_Goal of the exercise_
Your task is to return the span of lines beginning at the one with "the window in the photo above." and ending at the last line of the data, exactly as it stands.

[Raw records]
━━━━

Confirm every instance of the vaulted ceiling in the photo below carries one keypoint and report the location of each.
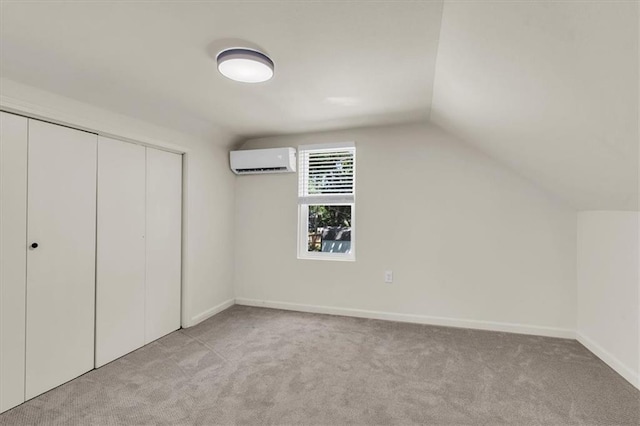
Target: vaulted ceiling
(549, 88)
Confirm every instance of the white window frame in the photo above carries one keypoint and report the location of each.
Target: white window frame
(305, 202)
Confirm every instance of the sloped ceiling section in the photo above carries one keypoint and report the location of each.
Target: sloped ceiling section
(551, 88)
(338, 64)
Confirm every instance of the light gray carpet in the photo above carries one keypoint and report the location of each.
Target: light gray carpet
(262, 366)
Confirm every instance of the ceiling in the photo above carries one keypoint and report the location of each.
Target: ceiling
(549, 88)
(338, 64)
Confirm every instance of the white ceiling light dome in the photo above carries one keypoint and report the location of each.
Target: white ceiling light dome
(245, 65)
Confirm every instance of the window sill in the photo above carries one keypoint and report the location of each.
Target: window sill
(328, 257)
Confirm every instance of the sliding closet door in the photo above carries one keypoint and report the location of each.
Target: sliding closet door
(120, 268)
(164, 211)
(61, 258)
(13, 257)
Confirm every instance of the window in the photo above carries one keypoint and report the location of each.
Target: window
(326, 201)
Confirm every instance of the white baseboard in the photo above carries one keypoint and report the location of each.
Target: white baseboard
(210, 312)
(418, 319)
(613, 362)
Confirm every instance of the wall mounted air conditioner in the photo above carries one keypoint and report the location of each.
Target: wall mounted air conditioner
(256, 161)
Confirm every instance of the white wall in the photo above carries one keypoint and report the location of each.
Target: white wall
(209, 195)
(470, 242)
(608, 311)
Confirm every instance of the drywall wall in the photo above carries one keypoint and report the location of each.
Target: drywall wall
(608, 311)
(470, 242)
(208, 195)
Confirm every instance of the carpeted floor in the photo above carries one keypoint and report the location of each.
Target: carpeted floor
(262, 366)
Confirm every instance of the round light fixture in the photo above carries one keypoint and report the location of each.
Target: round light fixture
(245, 65)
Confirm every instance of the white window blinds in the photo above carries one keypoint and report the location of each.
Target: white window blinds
(326, 174)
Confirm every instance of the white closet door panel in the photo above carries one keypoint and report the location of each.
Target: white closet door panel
(120, 268)
(164, 224)
(13, 257)
(61, 271)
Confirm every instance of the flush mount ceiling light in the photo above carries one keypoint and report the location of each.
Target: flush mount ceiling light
(245, 65)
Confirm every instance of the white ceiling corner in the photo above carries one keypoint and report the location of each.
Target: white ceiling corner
(549, 88)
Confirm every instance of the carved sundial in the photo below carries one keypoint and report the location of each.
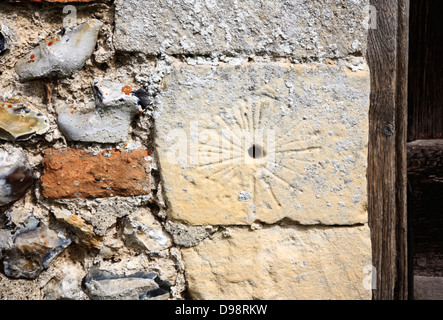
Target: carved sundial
(257, 143)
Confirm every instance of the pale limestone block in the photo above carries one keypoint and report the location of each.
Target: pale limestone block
(309, 127)
(287, 263)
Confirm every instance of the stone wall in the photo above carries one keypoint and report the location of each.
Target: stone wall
(191, 149)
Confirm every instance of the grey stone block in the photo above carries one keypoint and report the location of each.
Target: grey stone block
(297, 28)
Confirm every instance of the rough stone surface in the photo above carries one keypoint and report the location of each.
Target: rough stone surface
(18, 289)
(292, 262)
(66, 284)
(102, 285)
(307, 123)
(142, 230)
(186, 235)
(32, 251)
(299, 28)
(16, 175)
(106, 121)
(3, 39)
(60, 55)
(20, 120)
(74, 173)
(83, 230)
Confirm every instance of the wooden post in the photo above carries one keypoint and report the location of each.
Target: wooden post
(387, 169)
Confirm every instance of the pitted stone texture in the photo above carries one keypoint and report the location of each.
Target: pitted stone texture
(287, 263)
(60, 55)
(72, 173)
(142, 230)
(83, 230)
(306, 126)
(299, 28)
(16, 175)
(105, 121)
(20, 119)
(55, 1)
(33, 251)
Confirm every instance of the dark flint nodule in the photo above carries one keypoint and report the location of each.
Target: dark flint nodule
(3, 43)
(143, 97)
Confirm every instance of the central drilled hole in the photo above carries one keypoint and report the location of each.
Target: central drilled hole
(256, 152)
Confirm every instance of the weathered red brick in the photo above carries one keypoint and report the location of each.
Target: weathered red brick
(72, 173)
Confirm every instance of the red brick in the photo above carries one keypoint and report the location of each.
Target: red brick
(72, 173)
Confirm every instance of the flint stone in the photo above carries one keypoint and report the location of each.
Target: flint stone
(20, 120)
(103, 285)
(16, 175)
(142, 230)
(107, 121)
(60, 55)
(32, 252)
(298, 28)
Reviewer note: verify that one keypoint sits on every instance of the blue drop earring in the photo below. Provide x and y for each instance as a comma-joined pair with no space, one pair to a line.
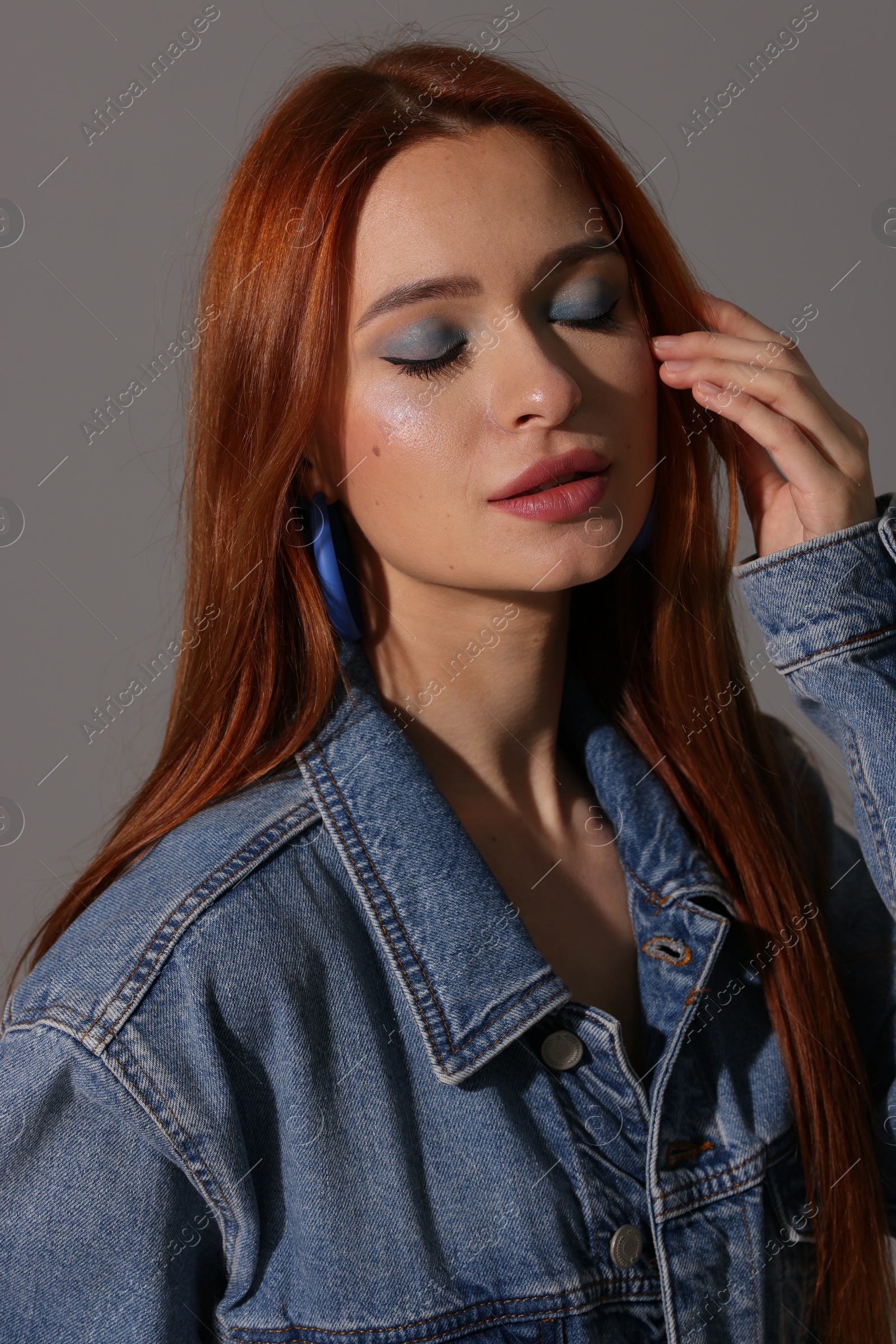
335,564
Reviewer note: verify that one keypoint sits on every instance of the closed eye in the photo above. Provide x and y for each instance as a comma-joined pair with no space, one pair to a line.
426,368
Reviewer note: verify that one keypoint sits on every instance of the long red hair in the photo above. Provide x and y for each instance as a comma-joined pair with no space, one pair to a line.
251,692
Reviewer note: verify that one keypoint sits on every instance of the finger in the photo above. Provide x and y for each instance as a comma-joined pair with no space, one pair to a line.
731,320
782,392
794,455
753,354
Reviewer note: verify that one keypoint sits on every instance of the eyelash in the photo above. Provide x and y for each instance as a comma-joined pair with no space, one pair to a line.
429,368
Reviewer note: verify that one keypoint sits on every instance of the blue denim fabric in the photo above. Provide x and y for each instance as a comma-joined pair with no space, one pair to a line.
282,1081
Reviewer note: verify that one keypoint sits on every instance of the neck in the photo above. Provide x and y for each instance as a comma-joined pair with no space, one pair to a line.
476,682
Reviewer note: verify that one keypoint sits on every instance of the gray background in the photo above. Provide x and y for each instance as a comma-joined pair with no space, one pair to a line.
773,204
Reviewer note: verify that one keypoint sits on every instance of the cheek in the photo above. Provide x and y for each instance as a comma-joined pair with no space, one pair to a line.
403,448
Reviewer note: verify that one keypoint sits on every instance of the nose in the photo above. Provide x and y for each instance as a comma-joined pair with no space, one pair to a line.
531,390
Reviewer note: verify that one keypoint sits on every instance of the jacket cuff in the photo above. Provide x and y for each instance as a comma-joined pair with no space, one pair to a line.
821,597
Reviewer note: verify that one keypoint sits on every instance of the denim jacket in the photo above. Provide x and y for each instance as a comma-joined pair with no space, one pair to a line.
285,1078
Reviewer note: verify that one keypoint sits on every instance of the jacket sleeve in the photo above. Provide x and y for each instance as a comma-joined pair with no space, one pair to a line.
104,1235
828,612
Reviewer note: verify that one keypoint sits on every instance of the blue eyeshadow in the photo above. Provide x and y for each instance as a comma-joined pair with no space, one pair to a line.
423,341
582,300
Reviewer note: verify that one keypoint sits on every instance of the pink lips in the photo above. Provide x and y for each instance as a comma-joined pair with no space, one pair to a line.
540,492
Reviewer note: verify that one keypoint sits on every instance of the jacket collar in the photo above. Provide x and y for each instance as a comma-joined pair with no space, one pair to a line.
469,971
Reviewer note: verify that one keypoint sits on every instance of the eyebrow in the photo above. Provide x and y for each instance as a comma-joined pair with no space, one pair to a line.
464,287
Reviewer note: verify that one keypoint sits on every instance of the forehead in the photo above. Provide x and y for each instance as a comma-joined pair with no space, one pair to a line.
483,203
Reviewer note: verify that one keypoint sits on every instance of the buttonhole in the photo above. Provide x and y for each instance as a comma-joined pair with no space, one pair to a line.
664,948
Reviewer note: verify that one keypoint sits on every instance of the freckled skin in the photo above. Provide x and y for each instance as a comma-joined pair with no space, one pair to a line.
540,390
437,561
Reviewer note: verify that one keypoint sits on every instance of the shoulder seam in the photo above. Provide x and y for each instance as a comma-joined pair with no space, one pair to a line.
119,1006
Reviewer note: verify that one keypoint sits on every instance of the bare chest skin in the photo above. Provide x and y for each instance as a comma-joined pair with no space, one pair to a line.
571,898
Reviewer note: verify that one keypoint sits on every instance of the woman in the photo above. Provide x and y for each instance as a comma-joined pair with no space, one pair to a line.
477,961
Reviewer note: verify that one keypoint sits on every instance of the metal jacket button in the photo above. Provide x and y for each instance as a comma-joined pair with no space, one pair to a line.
562,1050
627,1245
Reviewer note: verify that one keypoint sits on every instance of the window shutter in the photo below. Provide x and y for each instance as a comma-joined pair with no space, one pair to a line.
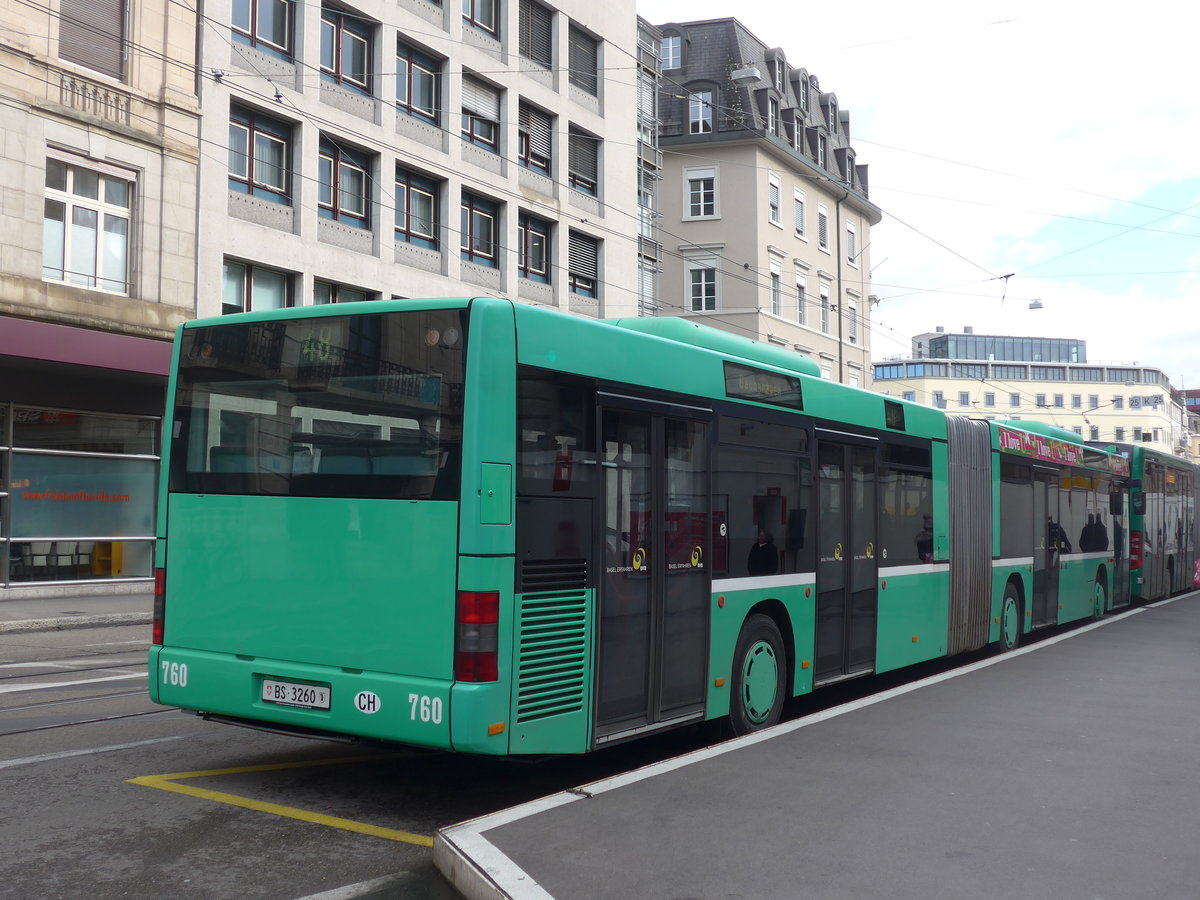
582,157
480,99
583,256
535,33
646,96
537,125
91,33
583,60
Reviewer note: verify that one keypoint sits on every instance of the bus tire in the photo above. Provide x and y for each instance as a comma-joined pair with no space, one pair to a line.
1011,618
760,673
1101,595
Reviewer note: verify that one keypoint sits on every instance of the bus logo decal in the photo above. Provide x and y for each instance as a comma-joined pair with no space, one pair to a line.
367,702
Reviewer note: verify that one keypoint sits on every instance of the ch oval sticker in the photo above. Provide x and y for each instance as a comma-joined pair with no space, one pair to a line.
367,702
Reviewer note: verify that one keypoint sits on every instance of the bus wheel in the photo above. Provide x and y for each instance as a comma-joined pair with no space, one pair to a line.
760,669
1101,597
1009,619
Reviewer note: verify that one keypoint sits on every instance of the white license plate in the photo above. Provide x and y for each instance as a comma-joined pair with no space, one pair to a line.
289,694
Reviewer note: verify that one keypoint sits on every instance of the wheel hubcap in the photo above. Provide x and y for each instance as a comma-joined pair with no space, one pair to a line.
760,681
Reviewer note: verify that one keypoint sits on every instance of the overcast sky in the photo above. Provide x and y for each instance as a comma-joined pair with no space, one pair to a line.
1055,141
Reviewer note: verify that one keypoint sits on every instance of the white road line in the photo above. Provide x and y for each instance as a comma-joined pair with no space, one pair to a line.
48,685
489,868
65,754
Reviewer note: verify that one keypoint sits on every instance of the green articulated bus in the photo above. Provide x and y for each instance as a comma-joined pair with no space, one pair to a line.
496,528
1164,545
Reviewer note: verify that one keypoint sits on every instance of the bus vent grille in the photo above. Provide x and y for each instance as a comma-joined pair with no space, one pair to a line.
543,575
551,654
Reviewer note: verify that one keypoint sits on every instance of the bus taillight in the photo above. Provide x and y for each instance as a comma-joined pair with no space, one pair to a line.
160,605
477,639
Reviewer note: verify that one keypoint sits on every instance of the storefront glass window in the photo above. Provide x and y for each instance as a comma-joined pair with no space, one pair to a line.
77,496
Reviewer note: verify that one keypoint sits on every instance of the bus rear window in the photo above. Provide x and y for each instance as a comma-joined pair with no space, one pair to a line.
335,406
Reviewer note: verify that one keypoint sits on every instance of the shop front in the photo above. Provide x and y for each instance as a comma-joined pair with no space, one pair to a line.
81,417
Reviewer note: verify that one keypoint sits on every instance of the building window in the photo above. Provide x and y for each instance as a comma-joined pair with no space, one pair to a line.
253,287
535,31
93,34
481,15
585,60
346,49
582,264
324,292
264,24
85,227
418,77
480,113
533,247
583,161
417,209
259,155
342,184
702,285
701,186
700,113
671,53
535,133
478,229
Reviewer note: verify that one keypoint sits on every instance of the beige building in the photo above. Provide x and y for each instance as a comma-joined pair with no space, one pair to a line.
419,149
766,216
1042,379
99,130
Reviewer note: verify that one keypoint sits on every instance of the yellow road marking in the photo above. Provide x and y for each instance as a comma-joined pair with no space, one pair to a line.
171,783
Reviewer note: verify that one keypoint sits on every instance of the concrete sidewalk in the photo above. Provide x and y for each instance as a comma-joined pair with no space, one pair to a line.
55,609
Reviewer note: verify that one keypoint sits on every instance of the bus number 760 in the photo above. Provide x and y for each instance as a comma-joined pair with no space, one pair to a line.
427,708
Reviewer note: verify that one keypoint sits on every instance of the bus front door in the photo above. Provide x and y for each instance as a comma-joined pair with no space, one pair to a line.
847,603
1047,540
652,647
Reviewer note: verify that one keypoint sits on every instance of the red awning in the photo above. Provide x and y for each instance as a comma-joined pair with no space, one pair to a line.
83,347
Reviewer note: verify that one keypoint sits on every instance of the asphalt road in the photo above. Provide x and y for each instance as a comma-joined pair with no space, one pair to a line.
109,796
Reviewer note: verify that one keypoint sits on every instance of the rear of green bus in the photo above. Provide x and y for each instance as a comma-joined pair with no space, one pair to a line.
313,570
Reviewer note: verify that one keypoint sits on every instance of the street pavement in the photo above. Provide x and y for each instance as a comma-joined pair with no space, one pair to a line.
47,611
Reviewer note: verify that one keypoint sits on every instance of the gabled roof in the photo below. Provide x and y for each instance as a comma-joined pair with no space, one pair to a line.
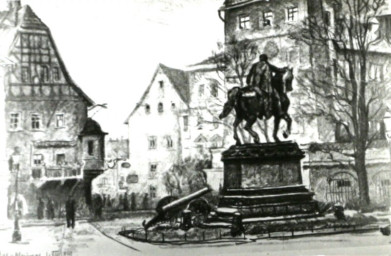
179,80
25,19
92,127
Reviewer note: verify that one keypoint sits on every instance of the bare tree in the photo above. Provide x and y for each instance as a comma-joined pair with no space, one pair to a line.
233,59
339,87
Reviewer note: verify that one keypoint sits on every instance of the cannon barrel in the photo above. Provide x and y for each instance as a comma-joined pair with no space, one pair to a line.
186,199
175,207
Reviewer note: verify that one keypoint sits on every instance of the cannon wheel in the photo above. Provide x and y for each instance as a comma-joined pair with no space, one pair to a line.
168,216
200,210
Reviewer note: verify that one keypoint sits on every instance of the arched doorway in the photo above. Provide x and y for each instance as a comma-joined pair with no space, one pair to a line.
382,187
342,188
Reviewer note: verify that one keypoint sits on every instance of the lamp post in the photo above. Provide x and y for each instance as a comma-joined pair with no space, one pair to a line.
15,158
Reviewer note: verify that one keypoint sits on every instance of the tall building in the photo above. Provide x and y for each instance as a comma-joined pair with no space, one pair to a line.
271,24
176,118
51,144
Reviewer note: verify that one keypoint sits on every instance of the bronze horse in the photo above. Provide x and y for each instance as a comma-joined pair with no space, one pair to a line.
249,106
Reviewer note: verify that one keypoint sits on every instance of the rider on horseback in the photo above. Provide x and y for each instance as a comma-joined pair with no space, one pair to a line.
260,80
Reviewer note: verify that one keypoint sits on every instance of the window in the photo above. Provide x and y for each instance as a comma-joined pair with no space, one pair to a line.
200,120
44,42
200,149
60,159
215,122
44,75
152,191
56,73
201,90
292,13
244,22
37,159
327,18
152,170
25,40
377,129
14,121
25,73
185,123
147,109
152,142
132,178
267,19
90,147
214,90
160,107
341,134
169,142
35,121
375,72
59,120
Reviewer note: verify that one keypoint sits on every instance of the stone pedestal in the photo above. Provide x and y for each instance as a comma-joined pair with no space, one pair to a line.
264,180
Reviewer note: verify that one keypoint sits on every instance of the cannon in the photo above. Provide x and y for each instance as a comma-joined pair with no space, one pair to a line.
169,208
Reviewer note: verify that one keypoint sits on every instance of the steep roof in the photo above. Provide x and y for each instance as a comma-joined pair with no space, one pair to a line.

━━━━

_Solution to this task_
Reviewer note: verify that one keypoint sits on every instance of the window in the photo above. Provide x and y for each instance as a comma-joined pair with no space, one pair to a line.
200,120
44,42
200,149
60,159
215,122
44,75
152,191
56,73
201,90
292,13
244,22
37,159
327,18
152,170
25,40
377,129
14,121
25,73
185,123
147,109
152,142
132,178
267,19
90,147
214,90
160,107
341,134
169,142
35,121
375,72
59,120
Reviewer note: verify that one keypoint sits on every instance of the stone pedestal in the photo above. Provide x and y for each instance as a comma-joined pair with no space, one pair to a line.
264,180
Reviewer note: verify that one keypoint sits on every instance of the cannon in the photo above. Provide x and y for each instance as a comma-joined pair with no space, one pair to a line.
169,208
Reviewer note: verify that one keypoint sits on every instance of the steep roof in the photo above. Provide x and y for each instance as a comma-joined pair with no space, one pair to a line.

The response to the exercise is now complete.